_Work instructions:_ Could you copy out every one of the lines below word for word, with nothing added or left out?

_Record list:_
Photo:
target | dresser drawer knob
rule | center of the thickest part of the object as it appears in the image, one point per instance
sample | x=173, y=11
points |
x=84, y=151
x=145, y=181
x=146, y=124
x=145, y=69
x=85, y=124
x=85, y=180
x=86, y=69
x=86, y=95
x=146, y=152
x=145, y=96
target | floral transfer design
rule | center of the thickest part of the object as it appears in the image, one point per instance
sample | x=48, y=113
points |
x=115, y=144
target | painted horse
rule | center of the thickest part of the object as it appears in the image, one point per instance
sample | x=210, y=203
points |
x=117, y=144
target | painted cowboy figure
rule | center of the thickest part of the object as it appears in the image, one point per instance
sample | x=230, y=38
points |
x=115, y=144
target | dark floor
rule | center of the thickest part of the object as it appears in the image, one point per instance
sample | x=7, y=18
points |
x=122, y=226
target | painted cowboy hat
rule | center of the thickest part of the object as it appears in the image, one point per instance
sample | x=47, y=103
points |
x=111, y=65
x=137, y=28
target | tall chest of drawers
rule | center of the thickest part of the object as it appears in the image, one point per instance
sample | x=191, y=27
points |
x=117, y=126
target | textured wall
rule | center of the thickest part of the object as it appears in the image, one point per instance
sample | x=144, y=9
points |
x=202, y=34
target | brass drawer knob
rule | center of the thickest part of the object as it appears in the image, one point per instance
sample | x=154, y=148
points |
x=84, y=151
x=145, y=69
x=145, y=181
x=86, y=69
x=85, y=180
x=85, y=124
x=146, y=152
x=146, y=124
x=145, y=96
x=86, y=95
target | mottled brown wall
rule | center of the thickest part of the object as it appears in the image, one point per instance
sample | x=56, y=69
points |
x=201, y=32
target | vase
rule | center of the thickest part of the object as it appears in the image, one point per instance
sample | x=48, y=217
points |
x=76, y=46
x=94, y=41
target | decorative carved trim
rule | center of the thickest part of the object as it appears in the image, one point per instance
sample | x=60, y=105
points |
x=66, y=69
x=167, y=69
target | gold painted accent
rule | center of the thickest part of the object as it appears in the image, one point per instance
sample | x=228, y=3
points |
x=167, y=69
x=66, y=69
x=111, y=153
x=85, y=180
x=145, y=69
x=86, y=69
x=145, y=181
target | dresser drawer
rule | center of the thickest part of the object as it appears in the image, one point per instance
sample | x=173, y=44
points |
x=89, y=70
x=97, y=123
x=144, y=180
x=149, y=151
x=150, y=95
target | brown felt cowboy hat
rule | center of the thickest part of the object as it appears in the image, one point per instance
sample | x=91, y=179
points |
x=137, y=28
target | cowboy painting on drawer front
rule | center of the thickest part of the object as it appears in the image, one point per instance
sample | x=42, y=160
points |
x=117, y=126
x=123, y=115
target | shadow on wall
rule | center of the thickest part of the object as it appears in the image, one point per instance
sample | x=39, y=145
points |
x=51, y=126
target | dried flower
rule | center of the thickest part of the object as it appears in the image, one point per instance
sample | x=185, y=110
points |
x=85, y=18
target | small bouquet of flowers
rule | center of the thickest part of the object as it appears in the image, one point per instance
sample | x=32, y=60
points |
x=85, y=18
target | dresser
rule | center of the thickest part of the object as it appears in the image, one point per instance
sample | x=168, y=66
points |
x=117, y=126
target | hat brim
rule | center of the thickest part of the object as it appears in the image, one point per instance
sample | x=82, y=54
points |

_Answer:_
Photo:
target | dresser drawer knob
rule | center of the thickest part of the object as it appears in the image, one point per instance
sample | x=173, y=11
points |
x=84, y=151
x=145, y=181
x=146, y=124
x=145, y=69
x=85, y=124
x=85, y=180
x=86, y=69
x=86, y=95
x=146, y=152
x=145, y=96
target | floral transfer design
rule | center of the thickest part of the object as it appears in the image, one point per instance
sample | x=48, y=113
points |
x=115, y=144
target | painted horse
rule | center of the thickest part of the object as it appears in the image, one point per instance
sample | x=210, y=203
points |
x=117, y=144
target | painted cowboy figure
rule | center of the thickest part of the object as it appears in the image, one point per instance
sample | x=230, y=38
points |
x=115, y=144
target | dark floor
rule | center of the thickest part of the object as it appears in the image, one point per instance
sample | x=7, y=18
points |
x=122, y=226
target | painted cowboy hat
rule | center of the thickest part of the object as it appears in the image, one point per instance
sample | x=47, y=103
points |
x=111, y=65
x=137, y=28
target | tall chest of drawers
rule | center of the thickest part of the object as it appears in the image, one point per instance
sample | x=191, y=27
points |
x=117, y=126
target | textured wall
rule | center of the thickest part of the object as it appears in the image, one point per instance
sample | x=144, y=9
points |
x=202, y=34
target | brass drawer knob
rule | center of the thickest part of the object as it appears in the image, one point per instance
sample | x=154, y=148
points |
x=84, y=151
x=145, y=69
x=145, y=181
x=86, y=69
x=85, y=180
x=85, y=124
x=146, y=152
x=146, y=124
x=145, y=96
x=86, y=95
target | mottled brown wall
rule | center of the thickest part of the object as it appears in the image, one point per instance
sample | x=56, y=69
points |
x=201, y=32
target | vase
rule | center of the thickest part of the object as it appears in the image, one point per instance
sample | x=48, y=217
points |
x=76, y=46
x=94, y=41
target | decorative carved trim
rule | center of the thickest part of the object as it appears in the image, one point per instance
sample | x=60, y=105
points |
x=66, y=69
x=167, y=69
target | gold painted accent
rule | center of the thickest part of the object as it appears in the image, one point per instance
sample | x=228, y=3
points |
x=167, y=69
x=66, y=69
x=111, y=153
x=85, y=180
x=145, y=69
x=86, y=69
x=145, y=181
target | dresser drawer
rule | center of the thickest part of the object as it appears in the image, one point per instance
sample | x=173, y=44
points |
x=89, y=70
x=97, y=123
x=144, y=180
x=149, y=151
x=150, y=95
target | brown felt cowboy hat
rule | center of the thickest part of the object as it appears in the image, one point per instance
sample | x=91, y=179
points |
x=137, y=28
target | cowboy painting on drawer front
rule | center of the thickest part of the object as it appears in the image, one point per instance
sample | x=42, y=160
points |
x=117, y=126
x=123, y=115
target | shadow on wall
rule | center of the thickest part of the object as it appears in the image, one point per instance
sample | x=39, y=145
points |
x=51, y=126
target | dried flower
rule | center of the thickest part of the object as it appears in the image, one point per instance
sample | x=185, y=110
points |
x=85, y=18
target | small bouquet of flowers
rule | center of the thickest part of the object as it appears in the image, one point per instance
sample | x=32, y=60
points |
x=85, y=18
target | dresser
rule | center of the thickest part of the object as it appears in the image, one point per instance
sample | x=168, y=66
points |
x=117, y=126
target | hat brim
rule | center of the thickest part of the object as it appears in the image, one point per instance
sample | x=82, y=54
points |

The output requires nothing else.